● **EXERCISE OBJECTIVE**
Could you update all the records below by replacing every "pictured above" with "shown in the photo", keeping everything else unchanged and leaving the pictures out of your answer?

start

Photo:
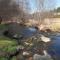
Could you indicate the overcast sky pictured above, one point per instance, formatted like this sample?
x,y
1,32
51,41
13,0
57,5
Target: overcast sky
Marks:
x,y
52,4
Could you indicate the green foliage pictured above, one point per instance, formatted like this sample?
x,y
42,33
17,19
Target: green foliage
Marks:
x,y
3,58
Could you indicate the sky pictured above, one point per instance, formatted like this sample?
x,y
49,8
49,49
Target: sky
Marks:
x,y
52,4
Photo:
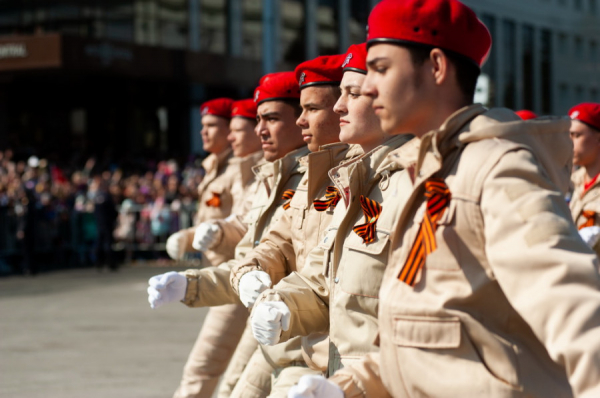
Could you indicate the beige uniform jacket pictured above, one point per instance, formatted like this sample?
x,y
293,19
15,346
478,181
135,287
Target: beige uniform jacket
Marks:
x,y
508,305
337,290
233,228
215,200
210,286
284,248
588,201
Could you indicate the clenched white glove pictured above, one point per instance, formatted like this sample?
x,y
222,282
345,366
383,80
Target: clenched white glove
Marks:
x,y
166,288
590,235
268,320
205,236
310,386
251,285
175,245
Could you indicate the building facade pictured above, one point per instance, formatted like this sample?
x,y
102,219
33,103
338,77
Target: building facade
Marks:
x,y
118,76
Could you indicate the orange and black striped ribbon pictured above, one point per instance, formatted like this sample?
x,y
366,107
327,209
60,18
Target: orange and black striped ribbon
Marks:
x,y
215,201
332,197
288,195
590,217
438,197
371,210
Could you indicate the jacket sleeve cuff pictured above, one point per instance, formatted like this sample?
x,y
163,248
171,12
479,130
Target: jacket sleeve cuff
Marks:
x,y
191,292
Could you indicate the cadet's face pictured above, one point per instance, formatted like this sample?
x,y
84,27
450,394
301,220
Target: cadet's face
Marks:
x,y
399,91
214,133
320,124
586,144
242,138
358,122
277,129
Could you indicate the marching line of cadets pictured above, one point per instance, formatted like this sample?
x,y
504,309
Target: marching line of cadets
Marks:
x,y
367,231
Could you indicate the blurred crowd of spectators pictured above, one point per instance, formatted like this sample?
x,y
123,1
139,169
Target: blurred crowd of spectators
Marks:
x,y
44,206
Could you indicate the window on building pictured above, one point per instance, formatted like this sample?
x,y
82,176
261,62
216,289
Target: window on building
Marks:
x,y
563,44
173,23
510,63
359,16
327,22
546,70
252,29
118,21
293,32
489,68
579,94
528,33
578,48
213,26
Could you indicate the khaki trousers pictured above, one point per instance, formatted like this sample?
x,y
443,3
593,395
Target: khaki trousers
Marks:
x,y
255,380
222,329
284,379
241,357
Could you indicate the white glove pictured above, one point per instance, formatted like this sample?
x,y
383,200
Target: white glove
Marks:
x,y
166,288
175,245
310,386
205,236
268,319
590,235
252,285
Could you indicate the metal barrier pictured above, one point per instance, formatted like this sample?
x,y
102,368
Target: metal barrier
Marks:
x,y
68,238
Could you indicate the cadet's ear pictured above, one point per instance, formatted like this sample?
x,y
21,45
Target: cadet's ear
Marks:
x,y
439,66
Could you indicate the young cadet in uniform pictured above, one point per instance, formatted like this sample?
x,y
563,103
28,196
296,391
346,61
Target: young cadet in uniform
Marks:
x,y
224,325
278,107
285,246
216,200
585,200
337,288
489,290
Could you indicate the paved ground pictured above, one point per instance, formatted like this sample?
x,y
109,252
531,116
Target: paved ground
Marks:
x,y
80,333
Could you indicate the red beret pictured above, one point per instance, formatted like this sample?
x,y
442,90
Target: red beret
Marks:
x,y
244,108
356,59
277,86
588,112
526,114
325,69
446,24
218,107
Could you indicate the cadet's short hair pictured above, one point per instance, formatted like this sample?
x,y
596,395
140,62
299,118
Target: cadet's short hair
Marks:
x,y
467,71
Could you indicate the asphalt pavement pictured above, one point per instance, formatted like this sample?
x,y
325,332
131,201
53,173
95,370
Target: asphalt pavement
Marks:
x,y
80,333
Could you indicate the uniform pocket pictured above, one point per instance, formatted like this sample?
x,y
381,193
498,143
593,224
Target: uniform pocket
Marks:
x,y
363,265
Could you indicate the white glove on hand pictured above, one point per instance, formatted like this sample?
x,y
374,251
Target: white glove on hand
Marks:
x,y
166,288
252,285
205,236
268,319
315,387
175,245
590,235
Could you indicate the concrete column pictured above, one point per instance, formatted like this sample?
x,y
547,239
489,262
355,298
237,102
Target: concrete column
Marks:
x,y
312,28
519,76
500,62
537,66
194,25
235,18
343,23
270,37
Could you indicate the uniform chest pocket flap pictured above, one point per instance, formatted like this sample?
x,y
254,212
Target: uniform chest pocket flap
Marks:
x,y
253,215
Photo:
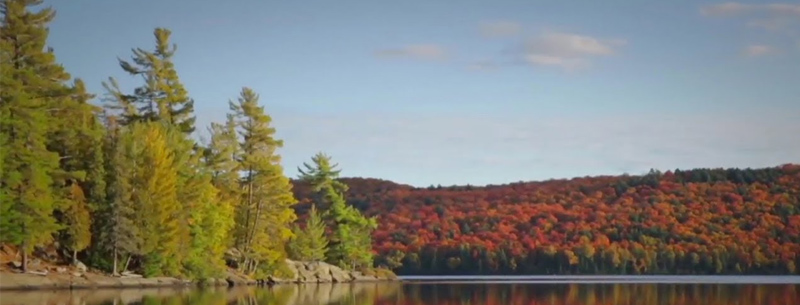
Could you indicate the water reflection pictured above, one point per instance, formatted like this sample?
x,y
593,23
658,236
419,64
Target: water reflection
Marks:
x,y
429,294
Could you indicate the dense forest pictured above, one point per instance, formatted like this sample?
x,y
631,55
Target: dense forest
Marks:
x,y
702,221
119,181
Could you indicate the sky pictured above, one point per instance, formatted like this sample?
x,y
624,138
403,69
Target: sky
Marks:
x,y
475,92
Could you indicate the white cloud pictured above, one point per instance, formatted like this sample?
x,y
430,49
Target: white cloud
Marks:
x,y
500,28
775,16
735,8
420,51
726,9
484,65
567,50
758,50
771,24
479,149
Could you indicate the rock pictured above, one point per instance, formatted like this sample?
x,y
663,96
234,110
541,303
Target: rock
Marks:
x,y
81,267
15,264
340,276
42,273
235,279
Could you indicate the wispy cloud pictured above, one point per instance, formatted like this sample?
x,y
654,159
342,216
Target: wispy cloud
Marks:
x,y
434,149
567,50
483,65
419,51
500,28
770,16
735,8
758,50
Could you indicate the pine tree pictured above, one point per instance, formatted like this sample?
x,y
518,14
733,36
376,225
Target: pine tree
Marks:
x,y
350,241
32,85
222,162
310,244
77,221
116,220
321,175
77,136
163,96
265,213
156,198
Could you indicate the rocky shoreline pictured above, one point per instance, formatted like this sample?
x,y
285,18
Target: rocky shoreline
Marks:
x,y
304,272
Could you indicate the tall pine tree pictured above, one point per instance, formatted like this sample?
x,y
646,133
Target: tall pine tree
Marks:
x,y
116,221
351,237
32,87
163,96
310,243
266,210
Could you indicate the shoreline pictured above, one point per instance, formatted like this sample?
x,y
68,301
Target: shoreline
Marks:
x,y
305,273
10,281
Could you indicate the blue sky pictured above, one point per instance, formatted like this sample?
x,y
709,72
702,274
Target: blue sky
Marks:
x,y
479,92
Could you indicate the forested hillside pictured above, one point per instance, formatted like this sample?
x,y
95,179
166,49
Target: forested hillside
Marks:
x,y
118,180
703,221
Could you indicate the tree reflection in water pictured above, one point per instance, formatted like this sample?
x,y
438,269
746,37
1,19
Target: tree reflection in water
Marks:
x,y
429,294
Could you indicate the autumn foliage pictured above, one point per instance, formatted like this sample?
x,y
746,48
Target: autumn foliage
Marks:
x,y
702,221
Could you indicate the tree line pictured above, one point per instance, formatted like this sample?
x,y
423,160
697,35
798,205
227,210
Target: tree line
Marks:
x,y
125,186
701,221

end

● **FULL RESPONSE**
Photo:
Could you indicate the overcast sky shown in the photo, one point per instance, formatted like this sample?
x,y
1,32
51,41
13,0
57,5
Target: overcast sky
Marks:
x,y
52,4
Could you indicate the green foliage shown in the photo, one point per instance, formatted like this sample?
x,y
42,33
17,19
Target: green foliage
Marks:
x,y
3,58
Could you indicate the sky shown in the photo, one point per instance, formatted like this sample?
x,y
49,8
49,49
Target: sky
Marks:
x,y
52,4
Photo:
Could you indicate the beige uniform jacket shown in the photo, one point per instance, formatted like this sample?
x,y
293,19
15,346
478,181
135,287
Target: beige uniform jacket
Marks:
x,y
508,305
337,290
233,228
215,200
210,286
284,248
588,201
Could you indicate the clenched white glove shown in the photo, one point per instance, formatted like this sample?
x,y
222,282
345,366
383,80
Target: clenched white glove
Marks:
x,y
166,288
590,235
268,320
205,236
310,386
251,285
175,245
Could you indicate the building facade shown in the photo, one point per instance, formatted like this sample?
x,y
102,219
33,103
338,77
Target: building facade
Marks:
x,y
118,76
Could you indicate the orange and black striped ribbon shown in the photo, one point per instance, formatted like this sample?
x,y
366,107
327,209
60,18
Target: orange and black striped ribbon
Marks:
x,y
215,201
332,197
288,195
590,217
438,197
371,210
Could you indicate the jacket sleeve cuff shown in the photo, one point per instance, formatted like this sample?
x,y
163,248
171,12
479,130
Target: jacket sleeve cuff
Marks:
x,y
191,292
Could you indicate the cadet's face shown in the photo, one point per instance, formatted like this sample?
x,y
84,27
450,394
301,220
Target: cadet's face
Marks:
x,y
399,91
214,133
320,124
586,144
242,138
358,122
277,129
Could you indicate the marching line of cadets shown in the photo, one point per instance, formatted like this sample?
x,y
504,309
Target: marching line of cadets
Marks:
x,y
367,231
Could you indicate the blurred crowd of spectators shown in the photo, one point per instance, formatted like this sample?
x,y
123,1
139,169
Target: blurred crowd of spectators
Marks:
x,y
44,206
Could you indicate the window on building shown in the photo, one point per instance, formatted like this sample?
x,y
82,176
261,62
216,289
Target: window on building
Marks:
x,y
563,44
173,23
510,63
359,16
327,22
546,70
252,29
118,21
293,32
489,68
579,94
528,33
578,48
213,26
Could you indicate the khaki trousers shown in the photo, one point per instance, formatted like this sample?
x,y
443,3
593,395
Target: khaki trousers
Marks:
x,y
255,380
222,329
284,379
241,357
Could you indicate the white glove shown in the photo, one point per instance, formatted like this sample?
x,y
383,200
Target: white glove
Marks:
x,y
166,288
175,245
310,386
205,236
268,319
590,235
252,285
Could you indicate the metal barrier shown in the photo, one point per instance, formatted like this sample?
x,y
102,368
Target: metal barrier
Marks:
x,y
68,238
Could you indicate the cadet's ear shown in the photo, one point per instance, formatted like this sample?
x,y
21,45
Target: cadet's ear
Marks:
x,y
439,66
Could you indicate the young cadet in uniform shown in the photo, one point per instance, formatted like this sample?
x,y
563,103
28,196
296,391
346,61
Target: young cadet in uniform
Marks:
x,y
224,325
278,107
285,246
216,200
585,200
337,288
489,290
Could you indicate the paved ground shown in the photo, one point per instance, formatted like this sample?
x,y
109,252
531,116
Target: paved ground
Marks:
x,y
80,333
Could you indicate the red beret shown in the photo, one point per instance, formatted like this sample?
x,y
442,90
Target: red beret
Marks:
x,y
244,108
356,59
277,86
588,112
526,114
325,69
446,24
218,107
Could you indicate the cadet's short hair shown in the photo, one point per instance, formatted like this sample?
x,y
596,395
140,62
299,118
Target: cadet's short hair
Marks:
x,y
467,71
Could you indicate the asphalt pavement shown in the photo, one point per instance, formatted like this sample?
x,y
325,332
131,201
53,173
95,370
Target: asphalt pavement
Marks:
x,y
80,333
Could you indicate the uniform pocket shown in the photo, one point per instance, formatted like this sample?
x,y
381,193
498,143
593,224
Target: uniform pocket
Marks:
x,y
363,265
Could you indicate the white glove on hand shown in the photo, one point per instance, formatted like this sample?
x,y
374,251
Target: white glove on hand
Marks:
x,y
166,288
252,285
205,236
268,319
315,387
175,245
590,235
Could you indicate the concrete column shown in the photo, one point per instance, formatted like this sample?
x,y
547,239
489,262
355,298
237,102
Target: concrete column
Marks:
x,y
312,28
519,76
500,62
537,66
194,25
235,18
343,23
270,37
Could you indicate the uniform chest pocket flap shown in the photo, one point per instance, formatted like this sample?
x,y
254,212
Target: uniform chest pocket flap
Marks:
x,y
253,215
Photo:
Could you indicate the water reflection shown in the photo, one point per instance, formatted like this sample?
x,y
593,23
658,236
419,64
Target: water reflection
Marks:
x,y
429,294
Could you indicate the dense forest shown in the photo, one point per instance, formatted like this sample?
x,y
631,55
Target: dense forest
Marks:
x,y
702,221
119,181
Could you indicate the sky shown in the photo, one point per instance, formatted like this sample?
x,y
624,138
403,69
Target: sky
Marks:
x,y
475,92
Could you indicate the white cloud shown in the photo, one point per instance, formatted like this sample?
x,y
430,49
Target: white cloud
Marks:
x,y
500,28
775,16
735,8
420,51
726,9
484,65
567,50
758,50
771,24
479,149
Could you indicate the rock shown in the photo, one point per instance, formatted like this sample?
x,y
663,96
234,110
541,303
Target: rock
Marks:
x,y
81,267
15,264
340,276
42,273
235,279
Could you indicate the wispy cloud shown in the photo, one point per instance, formatted like this sample?
x,y
654,159
342,216
Target: wispy cloud
Marks:
x,y
434,149
567,50
483,65
419,51
500,28
770,16
735,8
758,50
Could you indicate the pine tree shown in the photo, one point per instance, formatted like this sample?
x,y
518,14
733,36
376,225
Target: pine tree
Marks:
x,y
350,241
32,85
222,162
310,244
77,221
116,220
321,175
77,136
163,96
265,213
156,198
Could you indicate the rocky shoreline shown in the photo, one point per instance, formatted like this sample?
x,y
285,18
Target: rocky shoreline
Marks:
x,y
304,272
Could you indicate the tall pine tree shown in the photo, one point per instance, formatted like this sample?
x,y
646,133
Target: tall pine tree
Marks:
x,y
116,221
351,237
32,87
163,96
310,243
266,210
Could you indicate the shoreline shown in the photo, one point per instance, formatted like this sample?
x,y
68,301
Target: shoreline
Marks:
x,y
305,273
10,281
Could you indicate the blue sky shown in the photo, one point per instance, formatted like this sample?
x,y
709,72
702,274
Target: blue sky
Marks:
x,y
479,92
Could you indicate the forested hillside shown in the photo, one point per instance, formatted like this sample?
x,y
95,179
166,49
Target: forested hillside
Marks:
x,y
118,180
703,221
Could you indicate the tree reflection in water shown in the photo, one point per instance, formatted like this sample?
x,y
438,269
746,37
1,19
Target: tree reflection in water
Marks:
x,y
429,294
Could you indicate the autumn foliage shown in the photo, one point per instance, formatted like this sample?
x,y
746,48
Target: autumn foliage
Marks:
x,y
702,221
Could you indicate the tree line shown in the photo, one point per instance, formatted like this sample?
x,y
423,160
697,35
798,205
227,210
Target: tree line
Marks:
x,y
125,186
701,221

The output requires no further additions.